*** Opening of Information shown ***
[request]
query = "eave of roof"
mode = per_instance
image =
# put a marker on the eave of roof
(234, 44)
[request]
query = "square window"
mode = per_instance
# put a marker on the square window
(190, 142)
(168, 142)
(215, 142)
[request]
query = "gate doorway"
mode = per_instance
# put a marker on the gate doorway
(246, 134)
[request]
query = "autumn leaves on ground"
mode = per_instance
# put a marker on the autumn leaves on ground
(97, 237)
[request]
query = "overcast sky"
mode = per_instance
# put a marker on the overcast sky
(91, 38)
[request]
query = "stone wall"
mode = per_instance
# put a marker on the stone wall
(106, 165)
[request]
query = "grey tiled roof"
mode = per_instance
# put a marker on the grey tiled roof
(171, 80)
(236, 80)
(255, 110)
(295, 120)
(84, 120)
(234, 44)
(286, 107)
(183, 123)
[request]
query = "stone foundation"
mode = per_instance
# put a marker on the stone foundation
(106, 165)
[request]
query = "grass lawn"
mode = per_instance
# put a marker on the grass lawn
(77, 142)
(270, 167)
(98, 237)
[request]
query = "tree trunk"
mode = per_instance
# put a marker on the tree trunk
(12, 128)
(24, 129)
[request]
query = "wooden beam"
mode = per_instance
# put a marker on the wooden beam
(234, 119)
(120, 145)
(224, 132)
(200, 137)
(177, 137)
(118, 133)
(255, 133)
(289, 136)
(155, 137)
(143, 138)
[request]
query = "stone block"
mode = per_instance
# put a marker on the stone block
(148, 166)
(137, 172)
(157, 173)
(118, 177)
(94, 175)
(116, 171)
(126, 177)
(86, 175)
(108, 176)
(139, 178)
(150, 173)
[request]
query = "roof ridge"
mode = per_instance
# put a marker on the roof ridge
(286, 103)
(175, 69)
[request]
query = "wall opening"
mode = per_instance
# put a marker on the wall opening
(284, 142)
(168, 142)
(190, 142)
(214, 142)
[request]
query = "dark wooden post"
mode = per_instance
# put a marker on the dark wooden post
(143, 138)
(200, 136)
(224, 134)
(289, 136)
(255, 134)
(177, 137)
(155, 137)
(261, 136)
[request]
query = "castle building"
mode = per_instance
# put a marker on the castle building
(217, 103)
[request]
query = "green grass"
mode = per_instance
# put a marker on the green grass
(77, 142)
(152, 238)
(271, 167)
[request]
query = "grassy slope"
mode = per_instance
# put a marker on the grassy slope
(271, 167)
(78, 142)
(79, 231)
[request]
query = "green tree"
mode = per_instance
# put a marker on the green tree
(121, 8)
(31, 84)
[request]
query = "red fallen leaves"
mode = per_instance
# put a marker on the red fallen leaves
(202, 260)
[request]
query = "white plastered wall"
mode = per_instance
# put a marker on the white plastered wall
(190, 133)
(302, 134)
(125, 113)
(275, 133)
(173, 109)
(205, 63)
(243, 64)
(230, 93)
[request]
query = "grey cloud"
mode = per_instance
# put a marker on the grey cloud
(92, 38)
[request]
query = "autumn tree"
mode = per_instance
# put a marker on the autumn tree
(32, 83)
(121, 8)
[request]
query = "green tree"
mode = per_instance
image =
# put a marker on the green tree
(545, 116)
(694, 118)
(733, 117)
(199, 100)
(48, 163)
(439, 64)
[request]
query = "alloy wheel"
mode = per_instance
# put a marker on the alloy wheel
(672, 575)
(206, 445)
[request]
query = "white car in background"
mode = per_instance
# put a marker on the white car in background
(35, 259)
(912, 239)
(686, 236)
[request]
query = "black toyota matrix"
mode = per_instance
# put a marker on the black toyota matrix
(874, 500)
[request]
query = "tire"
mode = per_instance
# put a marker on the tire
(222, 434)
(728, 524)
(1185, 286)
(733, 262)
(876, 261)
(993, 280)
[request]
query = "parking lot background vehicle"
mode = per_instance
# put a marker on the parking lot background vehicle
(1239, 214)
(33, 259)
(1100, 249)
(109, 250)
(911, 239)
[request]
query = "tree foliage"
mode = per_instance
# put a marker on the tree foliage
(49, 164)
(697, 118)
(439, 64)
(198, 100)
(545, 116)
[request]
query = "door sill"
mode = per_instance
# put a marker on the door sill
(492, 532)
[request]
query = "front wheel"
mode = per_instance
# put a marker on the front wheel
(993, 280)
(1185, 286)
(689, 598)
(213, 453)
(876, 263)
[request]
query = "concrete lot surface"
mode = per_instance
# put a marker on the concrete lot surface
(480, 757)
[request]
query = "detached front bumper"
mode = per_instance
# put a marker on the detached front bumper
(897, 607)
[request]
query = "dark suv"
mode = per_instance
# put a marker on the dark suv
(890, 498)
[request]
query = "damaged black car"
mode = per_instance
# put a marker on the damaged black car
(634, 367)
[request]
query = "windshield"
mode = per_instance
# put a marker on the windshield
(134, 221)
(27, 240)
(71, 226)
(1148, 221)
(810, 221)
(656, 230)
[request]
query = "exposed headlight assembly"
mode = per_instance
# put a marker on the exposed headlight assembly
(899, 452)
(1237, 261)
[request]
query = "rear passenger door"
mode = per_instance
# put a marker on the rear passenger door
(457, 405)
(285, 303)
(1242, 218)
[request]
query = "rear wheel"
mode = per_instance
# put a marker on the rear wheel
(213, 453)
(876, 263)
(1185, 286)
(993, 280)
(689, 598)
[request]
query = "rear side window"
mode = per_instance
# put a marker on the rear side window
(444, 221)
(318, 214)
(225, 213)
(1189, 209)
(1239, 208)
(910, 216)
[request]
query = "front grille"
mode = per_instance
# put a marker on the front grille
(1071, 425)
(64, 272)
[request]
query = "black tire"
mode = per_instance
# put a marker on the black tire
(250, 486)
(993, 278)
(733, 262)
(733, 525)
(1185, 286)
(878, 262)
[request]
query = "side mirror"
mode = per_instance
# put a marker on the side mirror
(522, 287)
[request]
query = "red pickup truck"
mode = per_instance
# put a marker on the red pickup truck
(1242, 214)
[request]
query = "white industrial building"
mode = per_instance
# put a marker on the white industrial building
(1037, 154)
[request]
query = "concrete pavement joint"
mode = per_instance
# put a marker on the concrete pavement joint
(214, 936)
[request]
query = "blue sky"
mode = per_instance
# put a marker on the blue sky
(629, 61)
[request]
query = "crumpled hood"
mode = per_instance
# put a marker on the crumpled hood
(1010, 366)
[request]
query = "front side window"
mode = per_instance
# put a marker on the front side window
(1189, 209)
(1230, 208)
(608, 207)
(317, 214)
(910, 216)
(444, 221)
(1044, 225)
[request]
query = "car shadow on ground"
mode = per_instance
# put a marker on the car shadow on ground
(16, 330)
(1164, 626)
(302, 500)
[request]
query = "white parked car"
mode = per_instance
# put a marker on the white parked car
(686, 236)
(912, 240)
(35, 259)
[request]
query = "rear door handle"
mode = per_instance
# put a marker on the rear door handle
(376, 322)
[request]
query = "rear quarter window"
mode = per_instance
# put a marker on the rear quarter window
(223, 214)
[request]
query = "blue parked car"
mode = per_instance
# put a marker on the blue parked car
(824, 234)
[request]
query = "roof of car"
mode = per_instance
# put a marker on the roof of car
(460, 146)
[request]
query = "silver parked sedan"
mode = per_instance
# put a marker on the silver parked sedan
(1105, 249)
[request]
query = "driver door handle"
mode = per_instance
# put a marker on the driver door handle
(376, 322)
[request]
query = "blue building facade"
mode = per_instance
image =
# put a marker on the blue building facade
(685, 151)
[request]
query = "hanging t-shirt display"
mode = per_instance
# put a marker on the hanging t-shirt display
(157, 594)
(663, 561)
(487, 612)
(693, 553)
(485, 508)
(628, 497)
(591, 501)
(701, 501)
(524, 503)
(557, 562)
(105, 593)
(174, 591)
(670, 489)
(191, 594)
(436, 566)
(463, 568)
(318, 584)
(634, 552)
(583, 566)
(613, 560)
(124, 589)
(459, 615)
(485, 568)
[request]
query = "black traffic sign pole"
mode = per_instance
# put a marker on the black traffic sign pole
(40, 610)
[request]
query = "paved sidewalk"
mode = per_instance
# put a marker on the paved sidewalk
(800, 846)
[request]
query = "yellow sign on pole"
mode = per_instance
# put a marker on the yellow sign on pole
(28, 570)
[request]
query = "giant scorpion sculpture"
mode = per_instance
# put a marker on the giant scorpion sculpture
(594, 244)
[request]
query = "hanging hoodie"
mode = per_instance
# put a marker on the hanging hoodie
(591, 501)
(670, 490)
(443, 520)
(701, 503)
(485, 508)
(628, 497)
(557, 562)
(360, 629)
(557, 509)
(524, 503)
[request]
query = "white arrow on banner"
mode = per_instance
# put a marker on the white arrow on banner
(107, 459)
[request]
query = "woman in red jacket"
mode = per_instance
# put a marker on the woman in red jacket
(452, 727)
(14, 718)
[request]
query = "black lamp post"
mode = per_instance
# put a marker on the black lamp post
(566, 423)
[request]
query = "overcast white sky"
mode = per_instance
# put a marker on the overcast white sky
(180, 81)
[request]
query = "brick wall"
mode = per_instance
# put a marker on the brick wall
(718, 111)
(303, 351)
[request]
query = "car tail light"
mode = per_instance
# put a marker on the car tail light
*** Close of Information shown ***
**Problem statement**. Copy all lines from the data above that contain the word "tail".

**Written response**.
query = "car tail light"
# put a marker on the car tail light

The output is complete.